Top of Excerpted passage

The University of Georgia College of Veterinary Medicine is one of fourteen schools and colleges at the University of Georgia and one of only twenty-eight colleges of veterinary medicine in the United States. The faculty has national and international expertise in nearly every medical field, especially poultry diseases, infectious diseases, colic and lameness in horses, and pet bird diseases, among others. In 2014 the college had an enrollment of 426 students earning a doctorate in veterinary medicine and 67 Ph.D. candidates.

The College of Veterinary Medicine started small. Formed in 1946, the school was housed in Hardman Hall, formerly a livestock-judging pavilion and U.S. Navy warehouse, which was remodeled for laboratory use. War-surplus refabricated buildings served as the large and small animal hospitals. Classes opened in September of that year, with two professors and fifty-six students using borrowed tables and microscopes. They dispensed veterinary care in these makeshift facilities, until the new building was ready for occupancy in 1953. The first class graduated in 1950.

The college also offers internships and residencies, in addition to graduate programs leading to the master of science and doctor of philosophy degrees. Notable among them is the unique master of avian medicine degree program, which provides veterinarians specialized training in the diagnosis, treatment, and prevention of poultry diseases.

Bottom of Excerpted passage

▸ **What to work on**:
a. Reproduce the veterinary college passage, starting with "The College of" and going on through "graduated in 1950.".
b. Answer these questions from the veterinary college passage:
(i) In what year was the college formed?
(ii) How many Ph.D. candidates did the college have in 2014?
(iii) Which degree program provides veterinarians specialized training in poultry diseases?

Top of Data section

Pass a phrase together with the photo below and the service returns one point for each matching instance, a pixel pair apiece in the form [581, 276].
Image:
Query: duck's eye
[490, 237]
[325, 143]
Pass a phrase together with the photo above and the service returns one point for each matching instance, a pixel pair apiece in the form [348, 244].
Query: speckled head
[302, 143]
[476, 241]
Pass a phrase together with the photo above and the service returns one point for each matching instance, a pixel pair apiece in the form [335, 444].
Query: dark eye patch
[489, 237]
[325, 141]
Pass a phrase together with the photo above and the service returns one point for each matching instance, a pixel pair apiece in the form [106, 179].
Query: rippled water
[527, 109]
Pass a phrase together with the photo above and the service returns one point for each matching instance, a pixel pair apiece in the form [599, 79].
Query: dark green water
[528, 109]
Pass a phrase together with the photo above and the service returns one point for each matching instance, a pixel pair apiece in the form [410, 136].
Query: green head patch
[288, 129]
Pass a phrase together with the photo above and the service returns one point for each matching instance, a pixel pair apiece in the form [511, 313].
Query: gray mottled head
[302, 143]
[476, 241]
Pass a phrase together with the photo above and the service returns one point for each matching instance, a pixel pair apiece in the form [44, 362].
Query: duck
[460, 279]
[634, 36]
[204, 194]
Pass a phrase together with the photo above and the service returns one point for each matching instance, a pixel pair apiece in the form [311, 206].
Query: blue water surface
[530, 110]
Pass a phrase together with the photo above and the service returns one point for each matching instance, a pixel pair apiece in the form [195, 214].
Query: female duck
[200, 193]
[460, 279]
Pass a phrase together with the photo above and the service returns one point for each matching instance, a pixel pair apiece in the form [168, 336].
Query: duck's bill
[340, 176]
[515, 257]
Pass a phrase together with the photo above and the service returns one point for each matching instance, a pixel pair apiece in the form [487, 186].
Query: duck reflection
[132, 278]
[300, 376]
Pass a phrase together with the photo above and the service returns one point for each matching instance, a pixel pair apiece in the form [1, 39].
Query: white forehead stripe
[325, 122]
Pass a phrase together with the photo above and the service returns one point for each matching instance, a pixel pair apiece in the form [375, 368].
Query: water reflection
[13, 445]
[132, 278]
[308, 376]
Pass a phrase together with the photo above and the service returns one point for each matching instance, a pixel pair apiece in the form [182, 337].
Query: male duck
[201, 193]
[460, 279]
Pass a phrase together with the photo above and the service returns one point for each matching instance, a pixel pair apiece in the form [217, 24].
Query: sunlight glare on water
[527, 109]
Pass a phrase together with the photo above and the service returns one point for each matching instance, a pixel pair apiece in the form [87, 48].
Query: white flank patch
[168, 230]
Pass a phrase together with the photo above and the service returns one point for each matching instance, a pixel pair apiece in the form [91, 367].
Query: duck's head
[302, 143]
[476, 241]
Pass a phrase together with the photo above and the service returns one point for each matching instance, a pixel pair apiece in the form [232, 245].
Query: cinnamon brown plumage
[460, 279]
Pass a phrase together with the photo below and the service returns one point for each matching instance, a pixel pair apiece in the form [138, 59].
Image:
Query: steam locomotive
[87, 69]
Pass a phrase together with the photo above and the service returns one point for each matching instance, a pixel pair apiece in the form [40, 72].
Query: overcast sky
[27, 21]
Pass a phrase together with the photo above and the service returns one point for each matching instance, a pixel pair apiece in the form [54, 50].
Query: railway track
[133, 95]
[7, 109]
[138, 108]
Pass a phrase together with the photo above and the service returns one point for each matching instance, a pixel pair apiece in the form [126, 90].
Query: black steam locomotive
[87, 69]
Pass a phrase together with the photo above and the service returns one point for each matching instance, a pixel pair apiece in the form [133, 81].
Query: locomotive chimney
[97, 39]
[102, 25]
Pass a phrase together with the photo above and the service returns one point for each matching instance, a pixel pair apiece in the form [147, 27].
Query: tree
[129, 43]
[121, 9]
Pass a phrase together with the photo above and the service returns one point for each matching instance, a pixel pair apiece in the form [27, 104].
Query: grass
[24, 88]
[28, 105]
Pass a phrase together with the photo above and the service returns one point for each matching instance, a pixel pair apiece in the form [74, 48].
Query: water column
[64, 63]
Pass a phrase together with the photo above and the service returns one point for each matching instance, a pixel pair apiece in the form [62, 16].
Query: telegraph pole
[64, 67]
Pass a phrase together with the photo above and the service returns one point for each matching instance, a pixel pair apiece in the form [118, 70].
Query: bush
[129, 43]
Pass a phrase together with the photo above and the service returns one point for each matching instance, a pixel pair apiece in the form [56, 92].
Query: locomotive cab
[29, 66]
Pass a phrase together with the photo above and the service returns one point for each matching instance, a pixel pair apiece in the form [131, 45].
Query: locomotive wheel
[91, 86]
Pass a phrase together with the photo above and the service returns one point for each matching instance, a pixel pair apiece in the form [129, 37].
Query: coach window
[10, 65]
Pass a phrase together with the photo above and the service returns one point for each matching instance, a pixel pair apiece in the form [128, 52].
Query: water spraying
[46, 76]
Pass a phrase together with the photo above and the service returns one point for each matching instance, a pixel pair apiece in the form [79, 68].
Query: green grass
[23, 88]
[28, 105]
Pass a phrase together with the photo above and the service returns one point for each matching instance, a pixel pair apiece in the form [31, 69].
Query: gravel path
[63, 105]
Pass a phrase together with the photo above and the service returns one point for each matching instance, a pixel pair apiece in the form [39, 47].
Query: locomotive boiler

Bottom of Data section

▸ **Results by task**:
a.
The College of Veterinary Medicine started small. Formed in 1946, the school was housed in Hardman Hall, formerly a livestock-judging pavilion and U.S. Navy warehouse, which was remodeled for laboratory use. War-surplus refabricated buildings served as the large and small animal hospitals. Classes opened in September of that year, with two professors and fifty-six students using borrowed tables and microscopes. They dispensed veterinary care in these makeshift facilities, until the new building was ready for occupancy in 1953. The first class graduated in 1950.

b.
(i) 1946
(ii) 67
(iii) The master of avian medicine degree program